TEXTE DE L'EXERCICE:
◇ ◇ ◇

Caducité du permis de conduire à l’essai. Lorsque le conducteur commet une seconde infraction à la loi sur la circulation routière alors que la première infraction n’a pas encore fait l’objet d’un jugement entré en force, l’autorité administrative cantonale doit déclarer le permis de conduire à l’essai caduc si ces deux infractions sont sanctionnées d’un retrait du permis de conduire (art. 15a al. 4 LCR). Le prononcé de la caducité du permis de conduire selon l’art. 15a al. 4 LCR n’exige donc pas que la première infraction ait déjà fait l’objet d’une décision de retrait. Le TF nie ainsi l’application de l’art. 49 CP, qui aurait pour effet de privilégier le conducteur qui a commis plusieurs infractions en peu de temps et engendrerait une inégalité de traitement inadmissible avec un conducteur qui a commis les mêmes infractions mais sur une période plus longue.

Art. 4 LPD al. 4, Art. 12 LPD, Art. 13 LPD, Art. 140 CPP, Art. 141 CPP

Exploitation de moyens de preuve obtenus illégalement. Le recourant a été condamné pour de multiples infractions – graves pour certaines – à la loi sur la circulation routière sur la base d’enregistrements vidéo (dashcam) fournis par un tiers privé. Les enregistrements vidéo à partir d’un véhicule appartenant à un tiers ne sont pas facilement reconnaissables par les autres conducteurs. Ils sont donc secrets au sens de l’art. 4 al. 4 LPD et, partant, illicites sous réserve d’une justification ou d’un intérêt public ou privé prépondérant (art. 12 et 13 al. 1 LPD). L’exploitation de tels moyens de preuve dans le cadre d’une procédure pénale est soumise aux conditions des art. 140 s. CPP. D’après l’art. 141 al. 2 CPP, les preuves obtenues en violation de règles de validité ne peuvent être exploitées que pour élucider des infractions graves. Cette même règle s’applique aux preuves obtenues illicitement par des particuliers. Les infractions des art. 90 al. 1 et 2 LCR n’étant pas des infractions graves au sens de l’art. 141 al. 2 CPP selon la jurisprudence, le TF confirme l’inexploitabilité des enregistrements vidéo fournis par le particulier et admet le recours.

Art. 90 LCR al. 3, Art. 90 LCR al. 4, Art. 100 LCR al. 4

Excès de vitesse qualifié ; course officielle urgente. Le policier qui, lors d’une course officielle urgente, commet un excès de vitesse qualifié au sens de l’art. 90 al. 4 let. b LCR, ne peut prétendre à l’impunité sur la base de l’art. 100 ch. 4 LCR, cela même s’il pensait devoir prêter main forte à des collègues au cours d’une interpellation. La peine peut cependant être atténuée si le policier, bien que n’ayant pas fait preuve de la prudence imposée par les circonstances, n’a pas adopté un comportement totalement inconsidéré. En l’espèce, la situation ne présentait aucune circonstance externe ou exceptionnelle qui aurait permis de retenir que le recourant n’avait pas eu la volonté d’adopter la vitesse enregistrée et d’accepter les risques y relatifs. Il a sciemment augmenté sa vitesse alors qu’il se trouvait dans une zone d’habitation, acceptant ainsi de ne pouvoir, en cas d’obstacle ou de présence inopinée d’un autre usager sur la chaussée, réagir à temps afin d’éviter un accident ou de conserver la maîtrise de son véhicule. Les éléments constitutifs de l’infraction réprimée par l’art. 90 al. 3 et 4 LCR sont réalisés. Le recourant peut toutefois bénéficier d’une atténuation de la peine car la course a été interrompue dès qu’il a réalisé que l’interpellation n’était pas imminente et parce que l’excès de vitesse a été limité dans le temps et l’espace.

◇ ◇ ◇

À COMPLÉTER:
1. Selon le texte de l'exercice, quelles infractions à la loi sur la circulation routière ne sont pas des infractions graves au sens de l'art. 141 al. 2 CPP ?
2. En une à trois phrases, expliquez pourquoi, d'après le texte de l'exercice, le TF refuse d'appliquer l'art. 49 CP pour prononcer la caducité du permis de conduire à l'essai.
Les lignes forment un matériau indépendant de ce texte.

EXTRAITS DE LIGNES:
◇ ◇ ◇

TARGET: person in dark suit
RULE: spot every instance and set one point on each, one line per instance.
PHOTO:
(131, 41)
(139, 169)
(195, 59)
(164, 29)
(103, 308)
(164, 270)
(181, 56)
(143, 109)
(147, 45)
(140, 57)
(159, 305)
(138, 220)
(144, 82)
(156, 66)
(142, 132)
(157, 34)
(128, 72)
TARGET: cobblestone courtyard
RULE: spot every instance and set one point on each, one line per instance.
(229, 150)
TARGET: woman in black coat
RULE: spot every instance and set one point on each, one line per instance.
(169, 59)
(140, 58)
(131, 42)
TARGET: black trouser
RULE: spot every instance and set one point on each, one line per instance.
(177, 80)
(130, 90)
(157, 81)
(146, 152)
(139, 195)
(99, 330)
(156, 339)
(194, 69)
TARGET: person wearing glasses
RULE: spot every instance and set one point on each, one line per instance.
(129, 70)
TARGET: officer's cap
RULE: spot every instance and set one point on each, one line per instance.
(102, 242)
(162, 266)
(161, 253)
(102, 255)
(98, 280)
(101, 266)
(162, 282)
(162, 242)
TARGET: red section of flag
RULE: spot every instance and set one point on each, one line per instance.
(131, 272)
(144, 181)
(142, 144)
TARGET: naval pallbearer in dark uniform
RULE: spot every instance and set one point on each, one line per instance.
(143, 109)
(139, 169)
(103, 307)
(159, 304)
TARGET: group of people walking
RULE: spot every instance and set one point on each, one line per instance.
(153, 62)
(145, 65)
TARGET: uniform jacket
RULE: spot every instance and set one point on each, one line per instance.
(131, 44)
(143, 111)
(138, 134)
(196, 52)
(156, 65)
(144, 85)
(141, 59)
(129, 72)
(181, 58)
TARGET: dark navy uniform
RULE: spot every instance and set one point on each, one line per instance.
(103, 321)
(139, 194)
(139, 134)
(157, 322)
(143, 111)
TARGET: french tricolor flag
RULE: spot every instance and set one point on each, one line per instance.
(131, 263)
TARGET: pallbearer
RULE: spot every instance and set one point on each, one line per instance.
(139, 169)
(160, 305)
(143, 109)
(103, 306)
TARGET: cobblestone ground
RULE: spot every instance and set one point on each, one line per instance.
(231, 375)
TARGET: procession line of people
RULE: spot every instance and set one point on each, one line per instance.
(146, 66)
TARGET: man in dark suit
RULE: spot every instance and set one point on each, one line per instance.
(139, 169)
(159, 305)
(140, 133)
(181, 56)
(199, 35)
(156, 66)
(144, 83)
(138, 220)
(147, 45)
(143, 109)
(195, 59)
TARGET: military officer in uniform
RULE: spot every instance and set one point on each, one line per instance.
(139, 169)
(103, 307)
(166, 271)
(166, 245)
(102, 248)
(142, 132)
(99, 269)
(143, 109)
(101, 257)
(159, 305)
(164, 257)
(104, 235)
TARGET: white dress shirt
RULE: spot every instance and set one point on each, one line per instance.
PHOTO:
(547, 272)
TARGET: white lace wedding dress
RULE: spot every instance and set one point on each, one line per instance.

◇ ◇ ◇

RÉPONSES PAR POINT:
1. Les infractions des art. 90 al. 1 et 2 LCR.

2. L'application de l'art. 49 CP privilégierait le conducteur qui a commis plusieurs infractions en peu de temps. Elle créerait aussi une inégalité de traitement inadmissible avec un conducteur qui a commis les mêmes infractions sur une période plus longue.